Exercise directions — Update the lines below by changing every "divided by" to "separated by" and leaving all other text as it is.

Available records —
"""

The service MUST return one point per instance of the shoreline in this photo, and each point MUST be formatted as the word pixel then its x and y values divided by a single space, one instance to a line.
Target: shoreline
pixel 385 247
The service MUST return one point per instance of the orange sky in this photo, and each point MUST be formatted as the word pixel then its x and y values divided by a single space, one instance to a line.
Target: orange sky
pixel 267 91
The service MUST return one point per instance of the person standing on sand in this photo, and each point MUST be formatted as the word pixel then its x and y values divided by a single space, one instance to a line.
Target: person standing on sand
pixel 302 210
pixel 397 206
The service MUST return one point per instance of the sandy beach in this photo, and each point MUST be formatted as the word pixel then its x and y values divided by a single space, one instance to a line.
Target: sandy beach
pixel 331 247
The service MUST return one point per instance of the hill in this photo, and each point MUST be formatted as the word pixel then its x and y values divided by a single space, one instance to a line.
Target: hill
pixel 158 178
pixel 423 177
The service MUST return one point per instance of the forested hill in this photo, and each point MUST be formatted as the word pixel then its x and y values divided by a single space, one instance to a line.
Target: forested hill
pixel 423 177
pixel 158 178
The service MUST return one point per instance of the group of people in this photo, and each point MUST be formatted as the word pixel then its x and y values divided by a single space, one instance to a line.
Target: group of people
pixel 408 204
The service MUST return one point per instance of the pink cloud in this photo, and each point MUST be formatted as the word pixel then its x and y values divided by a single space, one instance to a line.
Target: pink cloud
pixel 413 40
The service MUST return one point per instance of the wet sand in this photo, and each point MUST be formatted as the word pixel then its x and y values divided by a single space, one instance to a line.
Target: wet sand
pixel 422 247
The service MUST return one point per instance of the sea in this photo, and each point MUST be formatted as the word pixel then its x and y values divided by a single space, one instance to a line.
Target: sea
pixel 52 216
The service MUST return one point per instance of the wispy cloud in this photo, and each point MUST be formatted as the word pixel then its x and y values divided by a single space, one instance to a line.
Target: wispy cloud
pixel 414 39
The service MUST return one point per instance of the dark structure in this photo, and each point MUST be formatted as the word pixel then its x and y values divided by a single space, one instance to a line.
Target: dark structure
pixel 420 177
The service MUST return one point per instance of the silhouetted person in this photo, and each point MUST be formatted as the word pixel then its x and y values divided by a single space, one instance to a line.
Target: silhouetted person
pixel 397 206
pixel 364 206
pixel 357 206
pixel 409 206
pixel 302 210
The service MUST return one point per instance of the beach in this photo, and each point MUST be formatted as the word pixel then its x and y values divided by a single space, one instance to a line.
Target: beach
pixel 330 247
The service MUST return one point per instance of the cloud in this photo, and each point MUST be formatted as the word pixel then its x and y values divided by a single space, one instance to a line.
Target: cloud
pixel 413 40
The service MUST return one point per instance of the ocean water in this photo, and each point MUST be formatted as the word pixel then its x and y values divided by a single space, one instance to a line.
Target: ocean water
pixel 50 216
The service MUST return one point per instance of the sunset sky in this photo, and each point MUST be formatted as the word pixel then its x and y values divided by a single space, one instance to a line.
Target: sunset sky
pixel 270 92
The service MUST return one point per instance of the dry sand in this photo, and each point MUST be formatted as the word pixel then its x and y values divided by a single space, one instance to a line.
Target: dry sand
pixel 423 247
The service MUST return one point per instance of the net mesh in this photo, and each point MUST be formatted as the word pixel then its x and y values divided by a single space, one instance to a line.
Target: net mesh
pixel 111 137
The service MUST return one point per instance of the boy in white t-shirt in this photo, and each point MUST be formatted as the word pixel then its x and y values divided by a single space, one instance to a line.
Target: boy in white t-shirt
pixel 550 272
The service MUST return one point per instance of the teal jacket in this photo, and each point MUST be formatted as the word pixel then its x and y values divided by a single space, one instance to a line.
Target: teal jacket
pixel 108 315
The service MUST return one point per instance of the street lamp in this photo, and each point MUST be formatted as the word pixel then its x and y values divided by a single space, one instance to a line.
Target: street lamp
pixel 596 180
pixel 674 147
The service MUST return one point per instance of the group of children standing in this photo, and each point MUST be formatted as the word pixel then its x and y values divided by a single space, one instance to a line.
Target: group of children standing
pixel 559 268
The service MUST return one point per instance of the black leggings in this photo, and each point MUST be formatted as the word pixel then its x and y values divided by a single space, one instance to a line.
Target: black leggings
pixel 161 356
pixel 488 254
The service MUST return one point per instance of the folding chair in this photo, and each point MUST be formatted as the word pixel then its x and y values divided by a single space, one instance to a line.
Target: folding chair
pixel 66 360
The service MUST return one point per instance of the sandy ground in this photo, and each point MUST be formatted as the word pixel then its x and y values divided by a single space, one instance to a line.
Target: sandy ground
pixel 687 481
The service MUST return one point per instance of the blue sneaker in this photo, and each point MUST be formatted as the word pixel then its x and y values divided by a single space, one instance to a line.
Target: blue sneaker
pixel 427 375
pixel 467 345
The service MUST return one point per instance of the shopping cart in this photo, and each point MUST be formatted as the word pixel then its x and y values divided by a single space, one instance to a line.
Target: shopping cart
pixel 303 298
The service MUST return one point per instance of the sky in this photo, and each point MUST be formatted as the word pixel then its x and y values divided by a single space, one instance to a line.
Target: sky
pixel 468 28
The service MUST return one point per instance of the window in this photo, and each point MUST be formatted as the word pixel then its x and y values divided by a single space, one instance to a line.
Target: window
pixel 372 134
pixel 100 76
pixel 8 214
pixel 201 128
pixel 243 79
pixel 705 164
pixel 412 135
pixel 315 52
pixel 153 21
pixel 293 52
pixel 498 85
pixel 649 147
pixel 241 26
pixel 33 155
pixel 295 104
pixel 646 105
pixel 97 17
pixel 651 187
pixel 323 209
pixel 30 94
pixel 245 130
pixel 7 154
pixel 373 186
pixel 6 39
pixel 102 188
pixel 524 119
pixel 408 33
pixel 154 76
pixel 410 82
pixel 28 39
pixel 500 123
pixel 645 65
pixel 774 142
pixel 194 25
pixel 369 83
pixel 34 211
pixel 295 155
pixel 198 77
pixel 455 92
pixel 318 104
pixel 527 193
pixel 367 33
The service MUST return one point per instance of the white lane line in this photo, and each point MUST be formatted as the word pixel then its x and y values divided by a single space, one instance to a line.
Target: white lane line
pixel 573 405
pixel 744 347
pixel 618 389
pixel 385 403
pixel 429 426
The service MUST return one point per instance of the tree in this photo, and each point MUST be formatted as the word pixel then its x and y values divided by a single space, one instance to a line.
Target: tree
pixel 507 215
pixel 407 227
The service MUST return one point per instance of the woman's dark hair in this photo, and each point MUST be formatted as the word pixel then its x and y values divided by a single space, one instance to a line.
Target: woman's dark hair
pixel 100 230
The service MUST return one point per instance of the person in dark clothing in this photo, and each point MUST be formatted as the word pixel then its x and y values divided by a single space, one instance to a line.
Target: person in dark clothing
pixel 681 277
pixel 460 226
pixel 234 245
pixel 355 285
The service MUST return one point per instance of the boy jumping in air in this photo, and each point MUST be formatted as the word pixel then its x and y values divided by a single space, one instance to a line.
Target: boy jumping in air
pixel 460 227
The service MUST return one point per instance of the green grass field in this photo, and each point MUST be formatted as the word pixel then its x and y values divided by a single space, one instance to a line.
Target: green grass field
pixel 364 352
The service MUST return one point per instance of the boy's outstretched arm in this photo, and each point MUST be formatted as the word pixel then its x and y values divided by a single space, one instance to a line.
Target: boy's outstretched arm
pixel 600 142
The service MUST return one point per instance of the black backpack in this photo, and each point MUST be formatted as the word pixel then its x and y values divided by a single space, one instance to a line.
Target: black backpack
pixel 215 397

"""

Answer in full —
The service MUST return one point per instance of the shoreline in this photo, and each point MUST be formatted as the word pixel then its x and y values separated by a single space, one instance to a line.
Target: shoreline
pixel 385 247
The service MUST return one point per instance of the orange sky in this photo, and each point MUST be formatted as the word pixel then its x and y values separated by a single space, one instance to a line.
Target: orange sky
pixel 267 91
The service MUST return one point per instance of the person standing on sand in this photo, and each point MUST be formatted as the word pixel then its x and y values separated by a single space, one instance to a line.
Target: person standing on sand
pixel 302 210
pixel 397 206
The service MUST return one point per instance of the sandy beach in this photo, and each point MUST be formatted as the word pixel then its x and y values separated by a single space, one instance to a line.
Target: sandy beach
pixel 331 247
The service MUST return one point per instance of the hill in this photo, and each point MUST be formatted as the word pixel then its x and y values separated by a single space, one instance to a line.
Target: hill
pixel 158 178
pixel 423 177
The service MUST return one point per instance of the forested hill in this photo, and each point MUST be formatted as the word pixel then its x and y values separated by a single space, one instance to a line.
Target: forested hill
pixel 423 177
pixel 158 178
The service MUST return one point per instance of the group of people in this photo, and each point MUST be formatted as the word pixel then its x and y values separated by a single space, one instance to a line.
Target: group of people
pixel 408 204
The service MUST return one point per instance of the pink cloud in this photo, and each point MUST be formatted as the word pixel then its x and y values separated by a single space, one instance to a line.
Target: pink cloud
pixel 413 40
The service MUST return one point per instance of the wet sand in this photo, and each point MUST be formatted as the word pixel then its x and y values separated by a single space, one instance to a line.
Target: wet sand
pixel 422 247
The service MUST return one point per instance of the sea in this photo, and each point MUST be formatted as the word pixel then its x and y values separated by a single space, one instance to a line.
Target: sea
pixel 52 216
The service MUST return one point per instance of the wispy cloud in this photo, and each point MUST be formatted as the word pixel then its x and y values separated by a single space, one instance to a line.
Target: wispy cloud
pixel 414 39
The service MUST return one point per instance of the dark structure in this photo, and each point MUST be formatted as the word pixel then its x and y values separated by a single space, one instance to a line.
Target: dark structure
pixel 420 177
The service MUST return one point per instance of the silhouetted person in this photo, and each point MUST be formatted as the word pixel then its x and y values separated by a single space, one instance to a line.
Target: silhouetted person
pixel 397 206
pixel 364 206
pixel 357 206
pixel 409 206
pixel 302 210
The service MUST return one point per instance of the beach in this photo, and each point MUST be formatted as the word pixel then its x and y values separated by a single space, one instance to a line.
Target: beach
pixel 330 247
The service MUST return one point per instance of the cloud in this photo, and each point MUST be formatted as the word pixel then its x and y values separated by a single space, one instance to a line.
Target: cloud
pixel 413 40
The service MUST return one point per instance of the ocean water in this photo, and each point MUST be formatted as the word pixel then its x and y values separated by a single space, one instance to a line.
Target: ocean water
pixel 50 216
The service MUST return one point per instance of the sunset sky in this photo, and each point MUST be formatted as the word pixel then its x and y values separated by a single space, one instance to a line.
Target: sunset sky
pixel 270 92
The service MUST return one point per instance of the dry sand in this photo, and each point MUST be formatted as the word pixel then its x and y values separated by a single space, one instance to a line.
Target: dry sand
pixel 423 247
The service MUST return one point per instance of the net mesh in this photo, and each point MUST be formatted as the word pixel then its x and y values separated by a single space, one instance to a line.
Target: net mesh
pixel 111 137
The service MUST return one point per instance of the boy in white t-shirt in this photo, and each point MUST be formatted as the word pixel then its x and y values separated by a single space, one instance to a line.
Target: boy in white t-shirt
pixel 550 272
The service MUST return one point per instance of the teal jacket in this photo, and each point MUST be formatted as the word pixel then its x and y values separated by a single space, one instance to a line.
Target: teal jacket
pixel 108 315
The service MUST return one point per instance of the street lamp in this photo, and each point MUST be formatted as the word pixel then its x and y values separated by a single space, one instance to a line.
Target: street lamp
pixel 596 180
pixel 674 147
The service MUST return one point per instance of the group of children standing in this photo, and each point MUST be formatted as the word pixel then its x and y values separated by a single space, one instance to a line.
Target: group of children standing
pixel 559 268
The service MUST return one point per instance of the black leggings in this photo, and each point MUST be formatted as the word pixel then its x and y values separated by a single space, one instance to a line.
Target: black leggings
pixel 161 356
pixel 488 254
The service MUST return one point per instance of the folding chair in this photo, and each point MUST be formatted as the word pixel then its x and y values separated by a single space, one instance to a line.
Target: folding chair
pixel 66 360
The service MUST return one point per instance of the sandy ground in this photo, and each point MUST be formatted as the word pixel then its x and y values separated by a single space, one instance to a line.
Target: sandy ground
pixel 687 481
The service MUST return one point per instance of the blue sneaker in this photo, and each point MUST be formatted as the word pixel then its x and y values separated by a single space, one instance to a line.
Target: blue sneaker
pixel 427 375
pixel 467 345
The service MUST return one point per instance of the shopping cart in this photo, and each point MUST be formatted as the word pixel then its x and y values separated by a single space, one instance to a line.
Target: shopping cart
pixel 303 298
The service MUST return one point per instance of the sky in this photo, and each point MUST be formatted as the word pixel then its x and y values separated by a single space, one instance to a line.
Target: sky
pixel 468 28
The service MUST return one point per instance of the window in this photo, and each point MUST be formatted as the word pixel then its x and y values separated by a single space, one instance to a line.
Target: window
pixel 372 134
pixel 100 76
pixel 8 214
pixel 201 128
pixel 243 79
pixel 705 164
pixel 412 135
pixel 315 52
pixel 153 21
pixel 293 52
pixel 498 85
pixel 649 147
pixel 241 26
pixel 33 155
pixel 295 104
pixel 646 105
pixel 97 17
pixel 651 187
pixel 323 209
pixel 30 94
pixel 245 130
pixel 7 154
pixel 373 186
pixel 6 39
pixel 102 188
pixel 524 119
pixel 408 33
pixel 154 76
pixel 410 82
pixel 28 39
pixel 500 123
pixel 645 65
pixel 774 142
pixel 194 25
pixel 369 83
pixel 34 211
pixel 295 155
pixel 198 77
pixel 455 92
pixel 318 104
pixel 527 193
pixel 367 33
The service MUST return one point per instance of the white lane line in this photo, and each point MUST be formatted as the word pixel then its x and y values separated by a single space, one instance to a line.
Target: white lane line
pixel 573 405
pixel 744 347
pixel 618 389
pixel 385 403
pixel 429 426
The service MUST return one point per instance of the tree in this photo, and each point MUST be formatted as the word pixel then its x and y values separated by a single space, one instance to a line.
Target: tree
pixel 507 215
pixel 407 227
The service MUST return one point per instance of the woman's dark hair in this photo, and each point MUST be formatted as the word pixel then its x and y values separated by a single space, one instance to a line.
Target: woman's dark hair
pixel 100 230
The service MUST return one point per instance of the person in dark clothing in this photo, and each point MUST be formatted as the word pixel then its x and y values separated by a single space, one instance to a line.
Target: person in dark clothing
pixel 681 277
pixel 460 226
pixel 234 245
pixel 355 285
The service MUST return one point per instance of the boy jumping in air in this photo, and each point MUST be formatted as the word pixel then its x and y values separated by a single space, one instance to a line.
Target: boy jumping in air
pixel 460 227
The service MUST return one point per instance of the green grass field in this photo, and each point MUST be formatted as the word pixel then its x and y values separated by a single space, one instance to a line.
Target: green grass field
pixel 364 352
The service MUST return one point per instance of the boy's outstretched arm in this photo, and each point MUST be formatted as the word pixel then its x and y values separated by a single space, one instance to a line.
Target: boy's outstretched arm
pixel 600 142
The service MUST return one point per instance of the black backpack in this photo, and each point MUST be formatted as the word pixel then its x and y values separated by a single space, one instance to a line.
Target: black backpack
pixel 215 397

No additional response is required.